=== Data for the task ===
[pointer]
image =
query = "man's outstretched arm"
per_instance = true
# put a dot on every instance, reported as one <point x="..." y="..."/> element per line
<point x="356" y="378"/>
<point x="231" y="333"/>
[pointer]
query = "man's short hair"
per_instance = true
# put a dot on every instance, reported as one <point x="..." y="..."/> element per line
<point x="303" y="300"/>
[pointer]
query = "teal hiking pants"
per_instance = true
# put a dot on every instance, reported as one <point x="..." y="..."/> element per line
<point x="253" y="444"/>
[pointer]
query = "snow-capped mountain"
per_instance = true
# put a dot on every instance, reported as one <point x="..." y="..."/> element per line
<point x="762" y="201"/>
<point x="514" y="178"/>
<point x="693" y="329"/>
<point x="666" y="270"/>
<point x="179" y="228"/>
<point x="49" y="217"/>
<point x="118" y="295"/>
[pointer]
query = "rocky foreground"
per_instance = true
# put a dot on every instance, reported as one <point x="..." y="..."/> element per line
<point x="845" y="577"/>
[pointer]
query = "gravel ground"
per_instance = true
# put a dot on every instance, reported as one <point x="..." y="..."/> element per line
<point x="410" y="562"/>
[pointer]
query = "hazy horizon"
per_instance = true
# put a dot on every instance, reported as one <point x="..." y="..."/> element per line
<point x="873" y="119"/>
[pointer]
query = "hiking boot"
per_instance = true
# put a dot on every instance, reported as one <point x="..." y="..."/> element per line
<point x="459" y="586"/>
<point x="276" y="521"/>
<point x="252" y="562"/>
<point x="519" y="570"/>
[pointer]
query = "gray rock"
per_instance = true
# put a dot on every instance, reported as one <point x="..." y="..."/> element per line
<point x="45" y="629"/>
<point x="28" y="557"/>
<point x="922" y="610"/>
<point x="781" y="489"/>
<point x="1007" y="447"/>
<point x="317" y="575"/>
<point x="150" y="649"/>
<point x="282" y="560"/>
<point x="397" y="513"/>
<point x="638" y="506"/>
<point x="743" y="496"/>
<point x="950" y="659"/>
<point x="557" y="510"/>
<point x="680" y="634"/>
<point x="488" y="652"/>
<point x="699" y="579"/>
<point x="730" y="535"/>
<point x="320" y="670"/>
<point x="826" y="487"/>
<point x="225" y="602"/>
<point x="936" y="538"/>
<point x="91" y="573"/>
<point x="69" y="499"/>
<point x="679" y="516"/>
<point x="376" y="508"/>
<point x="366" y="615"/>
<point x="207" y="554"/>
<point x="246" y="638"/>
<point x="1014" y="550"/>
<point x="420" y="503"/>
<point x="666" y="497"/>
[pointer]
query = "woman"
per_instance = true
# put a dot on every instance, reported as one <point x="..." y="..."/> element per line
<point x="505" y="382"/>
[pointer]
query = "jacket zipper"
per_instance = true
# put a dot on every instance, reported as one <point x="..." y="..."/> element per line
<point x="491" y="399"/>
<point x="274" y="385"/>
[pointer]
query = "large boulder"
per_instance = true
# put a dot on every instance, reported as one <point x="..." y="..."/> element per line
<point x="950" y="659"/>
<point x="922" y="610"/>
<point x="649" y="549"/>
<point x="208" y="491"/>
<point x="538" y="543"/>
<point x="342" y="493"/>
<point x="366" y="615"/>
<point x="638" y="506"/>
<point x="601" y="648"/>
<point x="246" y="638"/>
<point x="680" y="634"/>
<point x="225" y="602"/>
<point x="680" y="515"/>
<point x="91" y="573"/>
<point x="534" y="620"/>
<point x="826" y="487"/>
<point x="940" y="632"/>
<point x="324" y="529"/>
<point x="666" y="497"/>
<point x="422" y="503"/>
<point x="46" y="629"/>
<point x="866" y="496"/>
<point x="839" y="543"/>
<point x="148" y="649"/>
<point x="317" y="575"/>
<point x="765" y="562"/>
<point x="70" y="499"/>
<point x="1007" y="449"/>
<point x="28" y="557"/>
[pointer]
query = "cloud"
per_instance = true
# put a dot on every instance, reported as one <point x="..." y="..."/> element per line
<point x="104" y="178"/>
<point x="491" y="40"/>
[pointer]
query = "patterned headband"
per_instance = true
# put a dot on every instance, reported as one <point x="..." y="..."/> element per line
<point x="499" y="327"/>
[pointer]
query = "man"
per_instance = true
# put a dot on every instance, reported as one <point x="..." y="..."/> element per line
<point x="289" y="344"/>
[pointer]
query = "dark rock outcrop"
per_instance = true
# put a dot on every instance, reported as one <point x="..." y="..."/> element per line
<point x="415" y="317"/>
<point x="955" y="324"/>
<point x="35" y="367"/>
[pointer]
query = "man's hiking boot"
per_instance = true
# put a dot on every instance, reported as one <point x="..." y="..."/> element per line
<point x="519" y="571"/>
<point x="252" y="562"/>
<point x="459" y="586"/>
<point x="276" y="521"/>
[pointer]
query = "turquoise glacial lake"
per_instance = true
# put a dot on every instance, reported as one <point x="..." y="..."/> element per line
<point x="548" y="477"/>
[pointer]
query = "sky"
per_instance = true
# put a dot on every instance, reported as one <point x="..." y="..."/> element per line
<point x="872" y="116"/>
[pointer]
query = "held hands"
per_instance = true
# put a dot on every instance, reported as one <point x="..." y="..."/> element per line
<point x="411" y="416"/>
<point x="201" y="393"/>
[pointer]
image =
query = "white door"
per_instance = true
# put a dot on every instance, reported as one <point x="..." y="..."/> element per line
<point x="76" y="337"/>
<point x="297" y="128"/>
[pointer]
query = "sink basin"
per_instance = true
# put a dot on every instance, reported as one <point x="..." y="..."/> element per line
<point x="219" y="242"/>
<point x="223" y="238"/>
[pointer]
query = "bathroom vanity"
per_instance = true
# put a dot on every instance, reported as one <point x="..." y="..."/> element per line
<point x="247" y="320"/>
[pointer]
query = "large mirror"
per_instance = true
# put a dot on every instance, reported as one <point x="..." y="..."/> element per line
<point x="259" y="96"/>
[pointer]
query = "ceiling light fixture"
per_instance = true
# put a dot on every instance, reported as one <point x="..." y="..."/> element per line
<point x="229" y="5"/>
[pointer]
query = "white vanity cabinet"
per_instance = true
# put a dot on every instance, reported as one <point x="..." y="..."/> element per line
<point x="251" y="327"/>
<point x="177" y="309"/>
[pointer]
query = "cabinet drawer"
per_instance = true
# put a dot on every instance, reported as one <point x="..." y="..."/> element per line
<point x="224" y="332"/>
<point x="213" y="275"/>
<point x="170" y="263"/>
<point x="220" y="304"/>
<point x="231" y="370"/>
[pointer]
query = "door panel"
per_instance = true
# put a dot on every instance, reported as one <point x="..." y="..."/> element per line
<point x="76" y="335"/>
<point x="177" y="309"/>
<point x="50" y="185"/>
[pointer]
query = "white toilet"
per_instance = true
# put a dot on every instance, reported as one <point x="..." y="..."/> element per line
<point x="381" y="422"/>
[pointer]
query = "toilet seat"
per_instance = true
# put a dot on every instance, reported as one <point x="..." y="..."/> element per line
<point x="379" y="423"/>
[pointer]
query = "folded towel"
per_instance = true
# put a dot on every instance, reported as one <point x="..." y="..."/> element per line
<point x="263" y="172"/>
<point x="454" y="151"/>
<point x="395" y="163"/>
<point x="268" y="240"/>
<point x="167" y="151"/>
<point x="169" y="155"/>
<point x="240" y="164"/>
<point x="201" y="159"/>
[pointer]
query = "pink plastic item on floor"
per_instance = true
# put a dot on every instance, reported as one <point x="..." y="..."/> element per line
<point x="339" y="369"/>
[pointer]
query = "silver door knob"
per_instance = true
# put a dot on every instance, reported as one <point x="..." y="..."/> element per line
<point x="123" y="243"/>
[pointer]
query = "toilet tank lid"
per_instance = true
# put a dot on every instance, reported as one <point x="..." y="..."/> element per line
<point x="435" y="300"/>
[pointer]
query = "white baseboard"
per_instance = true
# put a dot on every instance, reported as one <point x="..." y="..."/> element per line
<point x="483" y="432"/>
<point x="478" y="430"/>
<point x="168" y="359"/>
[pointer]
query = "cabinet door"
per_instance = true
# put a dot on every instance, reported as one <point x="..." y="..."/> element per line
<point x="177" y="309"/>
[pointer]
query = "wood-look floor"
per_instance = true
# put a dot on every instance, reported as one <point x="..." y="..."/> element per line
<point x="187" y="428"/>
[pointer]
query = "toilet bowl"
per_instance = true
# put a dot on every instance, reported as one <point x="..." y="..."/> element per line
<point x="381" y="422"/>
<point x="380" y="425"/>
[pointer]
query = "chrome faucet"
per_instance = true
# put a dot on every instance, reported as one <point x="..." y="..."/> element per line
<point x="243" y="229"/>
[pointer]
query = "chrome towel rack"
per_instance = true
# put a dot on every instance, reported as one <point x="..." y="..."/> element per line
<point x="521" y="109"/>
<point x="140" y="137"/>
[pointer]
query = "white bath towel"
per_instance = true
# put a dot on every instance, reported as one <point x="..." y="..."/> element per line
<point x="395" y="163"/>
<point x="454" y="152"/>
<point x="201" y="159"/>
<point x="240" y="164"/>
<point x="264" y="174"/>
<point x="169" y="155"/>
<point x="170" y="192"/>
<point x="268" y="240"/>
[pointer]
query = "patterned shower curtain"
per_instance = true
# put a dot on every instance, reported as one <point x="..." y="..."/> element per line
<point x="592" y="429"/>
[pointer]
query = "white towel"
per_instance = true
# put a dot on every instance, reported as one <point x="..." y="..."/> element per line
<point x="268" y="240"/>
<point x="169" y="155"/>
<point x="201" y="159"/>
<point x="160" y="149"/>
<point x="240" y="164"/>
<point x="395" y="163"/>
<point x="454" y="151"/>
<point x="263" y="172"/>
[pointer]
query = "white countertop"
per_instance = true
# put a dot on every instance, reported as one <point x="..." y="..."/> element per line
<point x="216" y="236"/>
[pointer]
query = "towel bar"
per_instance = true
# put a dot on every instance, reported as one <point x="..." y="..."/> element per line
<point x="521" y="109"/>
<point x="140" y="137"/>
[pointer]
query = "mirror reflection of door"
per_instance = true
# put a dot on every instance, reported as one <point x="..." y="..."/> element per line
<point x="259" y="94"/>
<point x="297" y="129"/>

--

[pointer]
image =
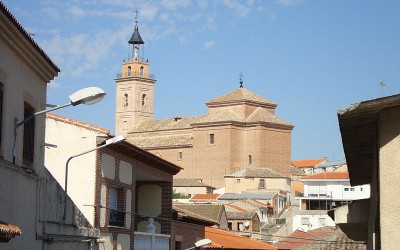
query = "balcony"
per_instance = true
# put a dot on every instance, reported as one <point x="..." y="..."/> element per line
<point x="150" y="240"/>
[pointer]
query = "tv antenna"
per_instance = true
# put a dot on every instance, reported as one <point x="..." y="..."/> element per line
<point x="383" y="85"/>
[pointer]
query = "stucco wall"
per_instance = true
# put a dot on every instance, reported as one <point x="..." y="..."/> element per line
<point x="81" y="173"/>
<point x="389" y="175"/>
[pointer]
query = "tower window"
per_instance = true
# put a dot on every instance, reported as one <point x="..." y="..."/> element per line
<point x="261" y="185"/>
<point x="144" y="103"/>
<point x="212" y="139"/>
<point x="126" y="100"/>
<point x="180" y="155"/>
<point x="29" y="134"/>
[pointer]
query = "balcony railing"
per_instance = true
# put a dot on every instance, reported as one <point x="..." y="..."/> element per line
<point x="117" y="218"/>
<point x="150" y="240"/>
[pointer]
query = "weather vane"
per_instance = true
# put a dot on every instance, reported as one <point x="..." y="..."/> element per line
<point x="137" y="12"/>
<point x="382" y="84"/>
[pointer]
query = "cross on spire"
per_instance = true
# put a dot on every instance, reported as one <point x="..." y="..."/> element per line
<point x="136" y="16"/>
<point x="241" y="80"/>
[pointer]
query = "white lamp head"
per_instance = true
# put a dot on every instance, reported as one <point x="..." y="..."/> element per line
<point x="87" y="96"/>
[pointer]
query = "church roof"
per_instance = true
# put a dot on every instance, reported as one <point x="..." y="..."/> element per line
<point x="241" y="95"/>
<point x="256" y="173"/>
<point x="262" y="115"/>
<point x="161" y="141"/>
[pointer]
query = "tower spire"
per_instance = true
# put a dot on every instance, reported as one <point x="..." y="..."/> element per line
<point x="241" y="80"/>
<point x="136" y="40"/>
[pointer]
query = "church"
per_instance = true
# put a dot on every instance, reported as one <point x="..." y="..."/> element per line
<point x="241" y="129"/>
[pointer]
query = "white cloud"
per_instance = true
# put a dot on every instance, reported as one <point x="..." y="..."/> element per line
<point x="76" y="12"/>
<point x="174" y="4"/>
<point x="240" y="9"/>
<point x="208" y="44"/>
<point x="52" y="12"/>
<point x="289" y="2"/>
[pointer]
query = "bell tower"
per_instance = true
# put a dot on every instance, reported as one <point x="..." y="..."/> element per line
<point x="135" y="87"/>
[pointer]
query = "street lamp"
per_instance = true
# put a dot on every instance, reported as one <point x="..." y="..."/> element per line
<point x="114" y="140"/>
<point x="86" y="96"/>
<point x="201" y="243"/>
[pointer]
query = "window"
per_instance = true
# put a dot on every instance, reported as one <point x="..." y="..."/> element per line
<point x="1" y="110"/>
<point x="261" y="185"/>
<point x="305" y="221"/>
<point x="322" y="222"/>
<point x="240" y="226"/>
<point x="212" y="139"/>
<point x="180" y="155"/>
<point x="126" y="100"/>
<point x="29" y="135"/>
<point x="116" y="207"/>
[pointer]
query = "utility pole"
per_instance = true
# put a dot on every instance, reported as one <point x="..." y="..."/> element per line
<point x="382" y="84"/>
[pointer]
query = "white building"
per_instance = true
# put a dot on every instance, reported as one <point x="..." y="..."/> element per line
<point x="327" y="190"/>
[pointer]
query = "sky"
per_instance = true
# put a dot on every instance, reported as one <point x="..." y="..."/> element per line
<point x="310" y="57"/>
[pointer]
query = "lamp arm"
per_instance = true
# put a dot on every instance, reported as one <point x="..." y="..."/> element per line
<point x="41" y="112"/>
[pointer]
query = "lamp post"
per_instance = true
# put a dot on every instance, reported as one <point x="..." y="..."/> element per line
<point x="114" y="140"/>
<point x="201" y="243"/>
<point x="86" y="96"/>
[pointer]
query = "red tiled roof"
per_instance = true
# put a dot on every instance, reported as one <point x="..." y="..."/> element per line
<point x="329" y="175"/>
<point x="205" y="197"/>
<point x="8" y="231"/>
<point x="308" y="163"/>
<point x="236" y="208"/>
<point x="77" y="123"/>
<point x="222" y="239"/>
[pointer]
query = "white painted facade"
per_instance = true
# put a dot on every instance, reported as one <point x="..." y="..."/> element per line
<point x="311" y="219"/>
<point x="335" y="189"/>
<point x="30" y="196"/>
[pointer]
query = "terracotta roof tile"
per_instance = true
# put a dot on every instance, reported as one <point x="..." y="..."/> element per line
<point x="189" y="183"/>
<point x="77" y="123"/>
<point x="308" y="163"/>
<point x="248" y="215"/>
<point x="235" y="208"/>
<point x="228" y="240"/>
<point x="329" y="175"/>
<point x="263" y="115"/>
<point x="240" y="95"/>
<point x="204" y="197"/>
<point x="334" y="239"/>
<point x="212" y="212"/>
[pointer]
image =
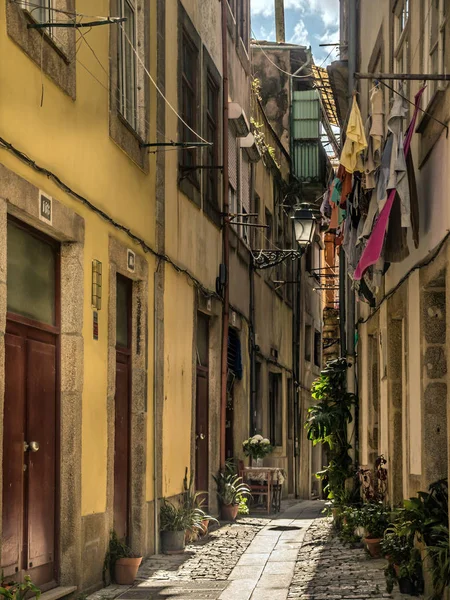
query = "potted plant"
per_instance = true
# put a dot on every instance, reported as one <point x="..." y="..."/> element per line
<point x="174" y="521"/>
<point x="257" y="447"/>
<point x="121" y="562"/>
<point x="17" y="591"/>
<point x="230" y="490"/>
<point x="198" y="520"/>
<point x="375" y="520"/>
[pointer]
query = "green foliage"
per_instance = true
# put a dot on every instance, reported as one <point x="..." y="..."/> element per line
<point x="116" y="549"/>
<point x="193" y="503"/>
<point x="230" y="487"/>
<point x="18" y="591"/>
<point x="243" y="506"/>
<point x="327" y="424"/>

=== Brief ===
Count the lines in the rows above that contain the word "patterned", treating uppercase and lowercase as distinct, and give only the number.

=== The answer ===
2